-- RAW DATA --
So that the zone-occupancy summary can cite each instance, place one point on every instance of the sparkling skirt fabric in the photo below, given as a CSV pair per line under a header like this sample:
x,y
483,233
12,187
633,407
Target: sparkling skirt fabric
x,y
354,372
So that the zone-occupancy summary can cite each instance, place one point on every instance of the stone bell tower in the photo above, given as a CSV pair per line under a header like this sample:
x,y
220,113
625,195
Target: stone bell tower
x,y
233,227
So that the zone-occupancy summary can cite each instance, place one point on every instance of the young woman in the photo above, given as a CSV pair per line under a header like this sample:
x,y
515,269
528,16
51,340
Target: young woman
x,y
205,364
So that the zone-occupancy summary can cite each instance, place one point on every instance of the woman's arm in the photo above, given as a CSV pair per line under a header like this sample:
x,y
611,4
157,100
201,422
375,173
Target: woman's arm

---

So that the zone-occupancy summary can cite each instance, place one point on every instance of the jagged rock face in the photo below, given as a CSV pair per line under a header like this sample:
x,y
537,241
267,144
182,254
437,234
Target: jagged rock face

-- REQUIRED TASK --
Turn the lines from the one containing "of the jagged" through the one containing "Target: jagged rock face" into a numbered list, leaving out any blank lines.

-- RIGHT ANSWER --
1. So that the zone-occupancy summary can cite each instance, place one point on every instance of the jagged rock face in the photo below, given as a CSV pair per line under a header like this sample:
2. x,y
3. 537,241
4. 267,144
5. 182,254
6. 437,234
7. Target: jagged rock face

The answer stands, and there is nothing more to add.